**Problem statement:** Each entry should be quoted word for word, including every mark of punctuation.

**Dataset records:**
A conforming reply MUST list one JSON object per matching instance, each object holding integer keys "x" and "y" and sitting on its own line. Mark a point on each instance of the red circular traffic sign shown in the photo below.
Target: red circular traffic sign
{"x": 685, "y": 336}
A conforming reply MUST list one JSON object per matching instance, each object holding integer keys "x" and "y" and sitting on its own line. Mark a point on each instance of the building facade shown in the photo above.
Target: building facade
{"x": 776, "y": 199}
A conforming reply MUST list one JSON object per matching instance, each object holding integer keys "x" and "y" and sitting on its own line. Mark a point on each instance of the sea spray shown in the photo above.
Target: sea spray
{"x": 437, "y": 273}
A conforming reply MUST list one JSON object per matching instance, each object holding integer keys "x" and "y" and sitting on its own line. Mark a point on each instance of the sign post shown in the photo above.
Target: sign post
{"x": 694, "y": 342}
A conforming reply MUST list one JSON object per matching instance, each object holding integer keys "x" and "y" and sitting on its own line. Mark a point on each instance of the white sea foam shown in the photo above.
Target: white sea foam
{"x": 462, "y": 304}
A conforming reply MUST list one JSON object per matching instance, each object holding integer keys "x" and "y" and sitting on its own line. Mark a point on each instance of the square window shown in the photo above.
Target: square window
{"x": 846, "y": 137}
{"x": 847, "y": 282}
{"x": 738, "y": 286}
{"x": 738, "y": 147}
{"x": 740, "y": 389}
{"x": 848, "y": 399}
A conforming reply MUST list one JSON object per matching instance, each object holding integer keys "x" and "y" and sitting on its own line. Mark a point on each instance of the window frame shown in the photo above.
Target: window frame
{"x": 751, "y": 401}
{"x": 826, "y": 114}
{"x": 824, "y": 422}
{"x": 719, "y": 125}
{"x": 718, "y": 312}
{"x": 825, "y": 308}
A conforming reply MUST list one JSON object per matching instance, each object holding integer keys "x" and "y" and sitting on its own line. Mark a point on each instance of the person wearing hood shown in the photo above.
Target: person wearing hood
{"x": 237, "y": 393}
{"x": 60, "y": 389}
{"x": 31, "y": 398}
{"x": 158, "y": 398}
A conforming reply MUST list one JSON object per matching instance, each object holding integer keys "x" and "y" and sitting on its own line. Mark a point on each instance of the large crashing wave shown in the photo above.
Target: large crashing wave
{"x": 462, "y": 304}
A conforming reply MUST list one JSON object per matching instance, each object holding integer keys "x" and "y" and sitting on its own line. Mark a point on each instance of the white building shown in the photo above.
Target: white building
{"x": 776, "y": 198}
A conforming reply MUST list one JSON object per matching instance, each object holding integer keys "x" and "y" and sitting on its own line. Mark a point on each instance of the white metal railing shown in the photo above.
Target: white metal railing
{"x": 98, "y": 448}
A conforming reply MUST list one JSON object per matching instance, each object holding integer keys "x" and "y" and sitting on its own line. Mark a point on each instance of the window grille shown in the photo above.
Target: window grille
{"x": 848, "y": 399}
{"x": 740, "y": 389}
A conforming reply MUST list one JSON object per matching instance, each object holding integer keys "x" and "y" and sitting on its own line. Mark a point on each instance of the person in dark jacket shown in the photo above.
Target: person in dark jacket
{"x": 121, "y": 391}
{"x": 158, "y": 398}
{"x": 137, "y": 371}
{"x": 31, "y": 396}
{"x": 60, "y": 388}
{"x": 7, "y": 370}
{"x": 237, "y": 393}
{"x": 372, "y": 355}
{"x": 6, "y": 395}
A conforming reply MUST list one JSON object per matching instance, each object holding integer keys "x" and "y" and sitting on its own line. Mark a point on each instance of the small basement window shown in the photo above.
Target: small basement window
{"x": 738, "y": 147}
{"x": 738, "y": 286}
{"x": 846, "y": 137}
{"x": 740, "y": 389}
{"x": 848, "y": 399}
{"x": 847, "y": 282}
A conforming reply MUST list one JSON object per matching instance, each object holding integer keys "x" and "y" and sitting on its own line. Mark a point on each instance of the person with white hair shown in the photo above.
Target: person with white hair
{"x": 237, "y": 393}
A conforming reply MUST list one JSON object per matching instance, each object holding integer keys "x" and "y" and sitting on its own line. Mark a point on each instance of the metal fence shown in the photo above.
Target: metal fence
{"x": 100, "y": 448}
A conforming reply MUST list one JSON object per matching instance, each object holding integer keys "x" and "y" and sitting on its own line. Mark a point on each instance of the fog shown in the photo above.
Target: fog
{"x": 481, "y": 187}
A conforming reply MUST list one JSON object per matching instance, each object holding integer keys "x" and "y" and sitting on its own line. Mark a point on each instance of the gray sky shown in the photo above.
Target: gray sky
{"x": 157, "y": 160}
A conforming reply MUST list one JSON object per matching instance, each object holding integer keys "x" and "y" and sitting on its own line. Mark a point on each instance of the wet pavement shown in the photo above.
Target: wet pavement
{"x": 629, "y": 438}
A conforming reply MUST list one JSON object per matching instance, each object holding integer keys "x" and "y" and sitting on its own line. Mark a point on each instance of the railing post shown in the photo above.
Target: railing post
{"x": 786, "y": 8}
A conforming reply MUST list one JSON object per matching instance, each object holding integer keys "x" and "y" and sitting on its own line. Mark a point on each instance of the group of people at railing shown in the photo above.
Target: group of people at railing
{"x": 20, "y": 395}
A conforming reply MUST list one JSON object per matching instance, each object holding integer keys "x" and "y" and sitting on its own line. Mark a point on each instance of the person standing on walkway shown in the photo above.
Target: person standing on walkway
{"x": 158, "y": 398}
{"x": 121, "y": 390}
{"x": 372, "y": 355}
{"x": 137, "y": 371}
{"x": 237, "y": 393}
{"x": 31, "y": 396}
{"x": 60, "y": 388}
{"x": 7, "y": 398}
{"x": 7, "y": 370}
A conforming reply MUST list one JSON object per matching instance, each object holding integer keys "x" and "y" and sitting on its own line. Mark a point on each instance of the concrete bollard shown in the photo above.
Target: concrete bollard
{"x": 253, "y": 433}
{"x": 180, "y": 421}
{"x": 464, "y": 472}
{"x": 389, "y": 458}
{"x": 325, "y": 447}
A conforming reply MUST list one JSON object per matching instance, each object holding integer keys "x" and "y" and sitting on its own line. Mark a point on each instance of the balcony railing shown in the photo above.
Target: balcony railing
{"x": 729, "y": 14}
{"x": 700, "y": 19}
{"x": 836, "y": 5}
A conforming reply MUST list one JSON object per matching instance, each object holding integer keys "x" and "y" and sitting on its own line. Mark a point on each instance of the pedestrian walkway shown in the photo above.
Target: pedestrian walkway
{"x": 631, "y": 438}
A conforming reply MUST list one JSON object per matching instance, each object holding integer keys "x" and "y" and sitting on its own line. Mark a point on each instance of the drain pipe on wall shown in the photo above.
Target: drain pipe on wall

**Response to the exercise:**
A conforming reply MUST list one JSON object per matching instance, each object holding integer keys "x" and "y" and sitting on its own line. Mark a point on each instance of the red circular traffic sign shown in the photo below.
Target: red circular traffic sign
{"x": 685, "y": 336}
A conforming reply MUST list one JSON object per matching instance, each object holding integer keys "x" and "y" and sitting on its own line. Mark a point on each instance of the building facade shown in the photo above.
Target: building facade
{"x": 776, "y": 199}
A conforming reply MUST list one JSON object per matching instance, each object holding integer keys "x" and "y" and sitting on its own line. Mark a point on each instance of the sea spray shown in the photo above.
Target: sea spray
{"x": 437, "y": 273}
A conforming reply MUST list one JSON object per matching instance, each object holding integer keys "x" and "y" and sitting on its own line. Mark a point on each instance of the sign post shown in the photo above.
Target: sign post
{"x": 694, "y": 342}
A conforming reply MUST list one JSON object per matching instance, each object holding integer keys "x" and "y" and sitting on its own line. Mark a point on each instance of the white sea foam shown in the photo above.
Target: white sea foam
{"x": 462, "y": 304}
A conforming reply MUST list one JSON object per matching instance, each object holding integer keys "x" and "y" and sitting on its own line. Mark a point on each instance of the square window shown in the photo above.
Target: square window
{"x": 846, "y": 137}
{"x": 847, "y": 282}
{"x": 738, "y": 286}
{"x": 738, "y": 147}
{"x": 740, "y": 389}
{"x": 848, "y": 399}
A conforming reply MUST list one JSON object per matching instance, each object holding integer keys "x" and "y" and sitting on its own line. Mark a point on each instance of the window frame shown in the photo above.
Target: window frame
{"x": 751, "y": 401}
{"x": 826, "y": 114}
{"x": 824, "y": 422}
{"x": 719, "y": 125}
{"x": 718, "y": 312}
{"x": 825, "y": 308}
A conforming reply MUST list one JSON object per matching instance, each object holding integer keys "x" and "y" and sitting on its own line. Mark a point on each instance of the person wearing hood shown in the photo above.
Target: person wearing hood
{"x": 237, "y": 393}
{"x": 60, "y": 389}
{"x": 31, "y": 398}
{"x": 158, "y": 398}
A conforming reply MUST list one JSON object per matching instance, each object holding integer keys "x" and "y" and sitting on its own line. Mark a point on each instance of the large crashing wave shown in the photo above.
Target: large crashing wave
{"x": 462, "y": 304}
A conforming reply MUST list one JSON object per matching instance, each object holding integer keys "x" and "y" and sitting on its own line. Mark a point on each instance of the white building shown in the photo above.
Target: white building
{"x": 776, "y": 198}
A conforming reply MUST list one JSON object per matching instance, each object holding integer keys "x" and "y" and sitting on its own line. Mark a point on each instance of the white metal railing shown in the photo above.
Target: white metal railing
{"x": 98, "y": 448}
A conforming reply MUST list one JSON object per matching instance, each object holding integer keys "x" and "y" and sitting on its own line. Mark a point on each instance of the window grille shown in the photo above.
Target: window grille
{"x": 848, "y": 399}
{"x": 740, "y": 389}
A conforming reply MUST list one JSON object per matching instance, each object holding integer keys "x" and "y" and sitting on its own line. Mark a point on each instance of the person in dark jacket shown in the photo above.
Target: person in dark jacket
{"x": 121, "y": 391}
{"x": 158, "y": 398}
{"x": 137, "y": 371}
{"x": 31, "y": 396}
{"x": 60, "y": 388}
{"x": 7, "y": 370}
{"x": 237, "y": 393}
{"x": 372, "y": 355}
{"x": 6, "y": 395}
A conforming reply MUST list one JSON object per matching instance, each object holding integer keys "x" and "y" and sitting on its own line. Mark a point on each instance of the small basement window shown in the photo above.
Target: small basement window
{"x": 738, "y": 147}
{"x": 738, "y": 286}
{"x": 846, "y": 137}
{"x": 740, "y": 389}
{"x": 848, "y": 399}
{"x": 847, "y": 282}
A conforming reply MUST list one JSON object per matching instance, each object holding integer keys "x" and "y" and sitting on its own line. Mark a point on each instance of the person with white hair shown in the photo above.
Target: person with white hair
{"x": 237, "y": 393}
A conforming reply MUST list one JSON object per matching instance, each object holding integer keys "x" and "y" and sitting on its own line. Mark a point on each instance of the metal fence shown in the photo above.
Target: metal fence
{"x": 100, "y": 448}
A conforming reply MUST list one JSON object per matching instance, each object holding integer keys "x" and "y" and sitting on its own line. Mark a point on each instance of the fog shown in the photo above.
Target: fog
{"x": 481, "y": 187}
A conforming reply MUST list one JSON object per matching instance, each object holding integer keys "x" and "y" and sitting on its own line. Mark a point on each instance of the gray sky shown in the photo above.
Target: gray sky
{"x": 157, "y": 160}
A conforming reply MUST list one JSON object per matching instance, each object holding integer keys "x" and "y" and sitting on its own line. Mark a point on each instance of the wet pavement shown in the photo above.
Target: wet pavement
{"x": 629, "y": 438}
A conforming reply MUST list one JSON object per matching instance, each object holding integer keys "x" and "y" and sitting on its own line. Mark a point on each instance of the railing post shown in the photo above.
Target: railing post
{"x": 786, "y": 8}
A conforming reply MUST list one JSON object per matching instance, each object holding integer keys "x" and "y" and sitting on its own line. Mark a point on each instance of the group of people at railing shown in the photo above.
Target: group of people at railing
{"x": 20, "y": 395}
A conforming reply MUST list one JSON object per matching instance, each object holding integer keys "x" and "y" and sitting on its own line. Mark a point on each instance of the person standing on walkway shown in the photo above.
Target: person standing on walkway
{"x": 158, "y": 398}
{"x": 121, "y": 390}
{"x": 372, "y": 355}
{"x": 137, "y": 371}
{"x": 237, "y": 393}
{"x": 31, "y": 396}
{"x": 60, "y": 388}
{"x": 7, "y": 398}
{"x": 7, "y": 370}
A conforming reply MUST list one JSON object per matching instance, each object holding integer keys "x" and "y" and sitting on its own line. Mark a point on each instance of the concrete bollard shown in the photo above.
Target: concrete bollard
{"x": 253, "y": 433}
{"x": 180, "y": 421}
{"x": 464, "y": 472}
{"x": 389, "y": 458}
{"x": 325, "y": 447}
A conforming reply MUST list one JSON object per matching instance, each object holding integer keys "x" and "y" and sitting on its own line. Mark a point on each instance of the balcony railing shown in the photo above.
Target: balcony railing
{"x": 729, "y": 14}
{"x": 700, "y": 19}
{"x": 836, "y": 5}
A conforming reply MUST list one JSON object per matching instance, each object holding integer keys "x" and "y" and sitting on its own line. Mark a point on each instance of the pedestrian walkway shown in the photo above.
Target: pedestrian walkway
{"x": 631, "y": 438}
A conforming reply MUST list one JSON object per matching instance, each object holding integer keys "x" and "y" and sitting on its own line. Mark a point on each instance of the drain pipe on wall shown in the photo above.
Target: drain pipe on wall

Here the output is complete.